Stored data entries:
◇ ◇ ◇ ◇
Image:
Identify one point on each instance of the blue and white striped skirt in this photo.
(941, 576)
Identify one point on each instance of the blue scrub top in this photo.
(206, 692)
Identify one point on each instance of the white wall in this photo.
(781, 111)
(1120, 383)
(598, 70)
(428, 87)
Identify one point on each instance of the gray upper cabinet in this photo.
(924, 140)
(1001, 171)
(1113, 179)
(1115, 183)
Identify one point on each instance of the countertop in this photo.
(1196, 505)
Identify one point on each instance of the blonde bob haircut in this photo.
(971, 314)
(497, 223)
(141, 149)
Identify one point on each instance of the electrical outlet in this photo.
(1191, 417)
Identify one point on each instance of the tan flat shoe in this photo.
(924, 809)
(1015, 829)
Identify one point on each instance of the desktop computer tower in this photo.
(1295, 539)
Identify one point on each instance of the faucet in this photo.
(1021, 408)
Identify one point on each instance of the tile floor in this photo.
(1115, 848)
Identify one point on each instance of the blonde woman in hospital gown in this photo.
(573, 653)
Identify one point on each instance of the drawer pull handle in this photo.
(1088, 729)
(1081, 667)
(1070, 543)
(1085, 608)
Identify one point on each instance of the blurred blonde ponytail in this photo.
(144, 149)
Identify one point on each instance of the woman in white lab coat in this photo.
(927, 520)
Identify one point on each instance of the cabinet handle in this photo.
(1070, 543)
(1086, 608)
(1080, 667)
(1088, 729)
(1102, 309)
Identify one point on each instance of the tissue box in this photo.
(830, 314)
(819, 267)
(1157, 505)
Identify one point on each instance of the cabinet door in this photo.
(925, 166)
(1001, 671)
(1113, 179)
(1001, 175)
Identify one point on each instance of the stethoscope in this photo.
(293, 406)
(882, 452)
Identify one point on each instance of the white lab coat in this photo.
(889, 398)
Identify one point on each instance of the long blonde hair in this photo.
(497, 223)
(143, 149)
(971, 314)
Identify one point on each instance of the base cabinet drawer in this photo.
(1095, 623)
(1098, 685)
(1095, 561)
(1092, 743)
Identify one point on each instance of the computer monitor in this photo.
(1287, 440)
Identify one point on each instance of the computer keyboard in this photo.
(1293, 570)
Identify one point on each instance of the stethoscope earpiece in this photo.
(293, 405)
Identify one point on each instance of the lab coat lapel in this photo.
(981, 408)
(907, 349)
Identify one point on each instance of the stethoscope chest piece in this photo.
◇ ◇ ◇ ◇
* [Exercise goal]:
All of the records need to be returned exactly as they are.

* [Answer to the problem]:
Image:
Identify one point on each instance of the blue and white striped skirt in this photo.
(941, 576)
Identify one point on each instance of the blue scrub top in this photo.
(206, 692)
Identify one point on each instance of the white wall in this photo.
(781, 111)
(1120, 383)
(598, 70)
(428, 87)
Identify one point on each instance of the gray upper cabinet in this photo.
(924, 140)
(1001, 171)
(1113, 179)
(1115, 183)
Identify one point on each instance of the countertop in this photo.
(1196, 505)
Identify one point on each instance of the blonde bob haircut in this photo.
(971, 314)
(497, 223)
(141, 149)
Identify one point on each instance of the electrical outlet in this photo.
(1191, 417)
Identify one point on each instance of the tan flat shoe in this photo.
(924, 809)
(1015, 829)
Identify one point on each instance of the desktop computer tower in this photo.
(1295, 539)
Identify one point on each instance of the faucet in this photo.
(1021, 408)
Identify one point on each instance of the tile floor in this photo.
(1115, 848)
Identify one point on each instance of the blonde woman in hospital gown in this photo.
(573, 653)
Identify one point on each instance of the drawer pull handle in this photo.
(1088, 729)
(1081, 667)
(1070, 543)
(1085, 608)
Identify one point on each instance of the blurred blonde ponytail in this photo.
(144, 149)
Identify one point on each instance of the woman in white lab coat in this photo.
(927, 520)
Identify one point on each instance of the cabinet handle in this photo.
(1070, 543)
(1086, 608)
(1080, 667)
(1088, 729)
(1102, 309)
Identify one point on each instance of the tissue box in this photo.
(830, 314)
(819, 267)
(1157, 505)
Identify one point on each instance of the cabinet door in this photo.
(925, 166)
(1001, 671)
(1113, 179)
(1001, 175)
Identify one point on each instance of the stethoscope in this photo.
(293, 406)
(882, 452)
Identify one point on each instance of the white lab coat in this photo.
(889, 398)
Identify one point on each instance of the long blonde hair in this photo.
(497, 223)
(143, 149)
(971, 314)
Identify one point on each instance of the base cabinet drawer in this photo.
(1095, 623)
(1098, 685)
(1095, 561)
(1092, 743)
Identify one point on each instance of the computer monitor in this photo.
(1287, 440)
Identify one point on each instance of the computer keyboard in this photo.
(1293, 570)
Identify one point on each instance of the stethoscope earpiece in this photo.
(293, 405)
Identify one point on each instance of the lab coat lapel in this photo.
(981, 408)
(907, 349)
Identify one point on each instance of the stethoscope chest piece in this photo.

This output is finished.